>> start Given text

On the (Grassfed) Farm
By Reba Mize
Lucy weighs in at around 700 pounds; Thelma, Red and Louise at around 450. This, however, is no tan episode of America’s Biggest Loser. While buying fresh eggs at the Farmers Market from our friends Jeremy and Nina Prater they invited us to come of for a visit and this is how we ended up meeting this porcine population – Lucy and the girls are sows.
Kindness, grace and fun are not feelings you may associate with modern farming. But when Jeremy and Nina invited me to visit Windset and Cedar Creek Farms and I met the rest of the Prater family, who have forged this place with wit, wisdom, hard work, intelligence and sometimes delusional confidence, those qualities are what impressed me.
Follow me on my journey into this little piece of heaven.
As we turned off the highway near Cedarville, Vernon and I exhaled the city. A blue bird greeted us on the road. “That’s a good sign,” Vernon said.
I could feel the temperature drop 10 degrees as we pulled up to the flower-covered Prater home. Jeremy Prater, the self-described cantankerous farmer, greets us with giant cup of coffee in hand, dressed to perfection in striped overalls, boots and a low and slow smile. He allowed us to tag along for a tour of the cattle, goats, hogs and chickens they raise and along the way, explained how the kind of sustainable farming he and his family are doing is a way they can earn a living and enjoy what they do.
Walk with the animals
Jeremy leads us under the grape arbor, past his Granny Janice’s Monet-quality garden filled with giant sunflowers and the healthiest vegetables I have ever seen. Jeremy’s dad Bill joins us as we meet the milk goats. Jeremy speaks to each of the goats as if they are old friends, and indeed they are.

>> end Given text
>> start Material

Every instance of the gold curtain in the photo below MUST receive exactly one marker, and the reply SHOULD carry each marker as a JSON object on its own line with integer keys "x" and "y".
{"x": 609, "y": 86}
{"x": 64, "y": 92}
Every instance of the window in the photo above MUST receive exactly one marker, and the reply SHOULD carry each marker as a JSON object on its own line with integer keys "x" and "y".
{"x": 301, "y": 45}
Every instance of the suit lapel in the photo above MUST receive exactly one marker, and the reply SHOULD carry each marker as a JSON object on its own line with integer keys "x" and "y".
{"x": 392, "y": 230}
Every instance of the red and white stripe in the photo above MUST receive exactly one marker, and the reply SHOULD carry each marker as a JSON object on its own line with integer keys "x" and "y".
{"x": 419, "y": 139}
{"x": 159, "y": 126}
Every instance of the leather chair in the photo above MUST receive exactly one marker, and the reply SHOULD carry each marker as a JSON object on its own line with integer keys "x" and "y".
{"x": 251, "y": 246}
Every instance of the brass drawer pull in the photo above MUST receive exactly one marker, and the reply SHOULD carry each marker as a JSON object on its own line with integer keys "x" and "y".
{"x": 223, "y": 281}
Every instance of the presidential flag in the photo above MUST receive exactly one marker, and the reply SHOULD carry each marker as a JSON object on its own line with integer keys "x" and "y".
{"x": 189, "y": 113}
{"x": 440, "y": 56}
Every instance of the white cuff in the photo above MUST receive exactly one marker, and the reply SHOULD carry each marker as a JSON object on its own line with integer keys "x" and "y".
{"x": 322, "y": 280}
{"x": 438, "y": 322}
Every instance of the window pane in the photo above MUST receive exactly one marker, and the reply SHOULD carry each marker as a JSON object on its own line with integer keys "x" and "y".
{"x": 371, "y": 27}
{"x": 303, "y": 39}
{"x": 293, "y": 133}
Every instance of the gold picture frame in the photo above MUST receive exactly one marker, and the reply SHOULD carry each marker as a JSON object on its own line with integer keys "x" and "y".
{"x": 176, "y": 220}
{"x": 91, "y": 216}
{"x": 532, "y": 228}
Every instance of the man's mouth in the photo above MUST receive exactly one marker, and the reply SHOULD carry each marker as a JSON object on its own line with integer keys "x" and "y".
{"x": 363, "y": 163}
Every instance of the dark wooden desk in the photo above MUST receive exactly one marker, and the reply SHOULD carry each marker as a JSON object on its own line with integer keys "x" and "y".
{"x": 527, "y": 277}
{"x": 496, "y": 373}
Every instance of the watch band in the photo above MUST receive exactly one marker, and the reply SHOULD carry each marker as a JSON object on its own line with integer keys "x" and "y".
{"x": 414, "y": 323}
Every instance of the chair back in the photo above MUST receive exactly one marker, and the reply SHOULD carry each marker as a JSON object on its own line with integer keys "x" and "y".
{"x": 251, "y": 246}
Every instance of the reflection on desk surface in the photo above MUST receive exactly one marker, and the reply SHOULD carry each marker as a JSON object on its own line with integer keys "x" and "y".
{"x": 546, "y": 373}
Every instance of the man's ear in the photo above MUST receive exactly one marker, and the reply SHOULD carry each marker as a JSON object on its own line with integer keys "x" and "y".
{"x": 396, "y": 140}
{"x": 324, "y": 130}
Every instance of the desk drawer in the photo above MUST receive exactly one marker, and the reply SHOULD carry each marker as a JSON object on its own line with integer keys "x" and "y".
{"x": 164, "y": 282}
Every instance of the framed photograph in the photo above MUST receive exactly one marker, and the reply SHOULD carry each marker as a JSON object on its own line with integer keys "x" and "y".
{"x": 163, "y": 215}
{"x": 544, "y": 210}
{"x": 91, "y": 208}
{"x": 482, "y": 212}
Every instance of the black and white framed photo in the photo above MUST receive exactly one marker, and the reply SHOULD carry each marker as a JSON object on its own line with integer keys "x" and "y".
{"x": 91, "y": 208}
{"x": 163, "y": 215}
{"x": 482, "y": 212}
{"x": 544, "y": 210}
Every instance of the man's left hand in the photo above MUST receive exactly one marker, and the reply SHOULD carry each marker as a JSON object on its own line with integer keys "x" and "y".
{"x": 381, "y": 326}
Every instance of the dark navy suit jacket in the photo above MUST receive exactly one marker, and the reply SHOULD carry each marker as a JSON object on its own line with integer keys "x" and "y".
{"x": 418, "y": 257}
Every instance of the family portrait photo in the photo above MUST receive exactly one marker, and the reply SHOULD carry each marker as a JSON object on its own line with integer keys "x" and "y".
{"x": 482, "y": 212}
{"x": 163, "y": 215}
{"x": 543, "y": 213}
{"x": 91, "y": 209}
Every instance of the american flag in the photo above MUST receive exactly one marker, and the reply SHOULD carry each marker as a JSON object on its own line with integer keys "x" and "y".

>> end Material

> [Directions]: Continue the grassfed farm article above from the point where it stops.

> [Answer to the task]:
“Grandad milks at 7 in the morning and 7 at night,” Jeremy said. Grandma Janice sells goat milk. It is so good and if Janice who seriously looks in her 60s is any indication, forget about botox – live the goat milk life instead!
Jeremy keeps two herds: milk goats and goats raised for meat.
Our Arkansas eatin’ has gone big city, big time. Every foodie is lovin’ the goat, which is the most widely-consumed meat in the world and finally taking hold in the U.S.
In the latest ‘Best of New York’ issue of the New Yorker Magazine, a restaurant on West 24th says “These are the salad days in the big city for goat. Thanks to the barnyard revolution this once lowly farm animal has found a place on fancy dinner menus all over town.”
When I mention this to Jeremy he says “I have a chief in Atlanta that will buy all the meat I can supply for his restaurant right now.”
It’s that trend to “slow food” and organic, cruelty-free farming that encouraged Jeremy to believe he and his wife Nina could be, as their banner at the Farmers Market says, “A Pasture to Plate Family Farm.”
“I worked for the National Parks Service as an EMT for many years first in Colorado and then in Alaska. That is where I met my wife. Nina and I began to think about my home place. I wanted to preserve this place and I wanted to learn from my father and my grandmother and grandfather. What better way to incorporate the old and the new,” he said. “It is really just what our forefathers were doing because they could not afford to buy expensive herbicides, insecticides, antibiotics and supplements.”
All the livestock are pastured on grass that is not treated with chemicals. They move the stock every two or three days using temporary electric fencing. The Hereford, Santa Gertrudis, Red Poled and Short Horn cattle are knee deep in tall, fresh grass.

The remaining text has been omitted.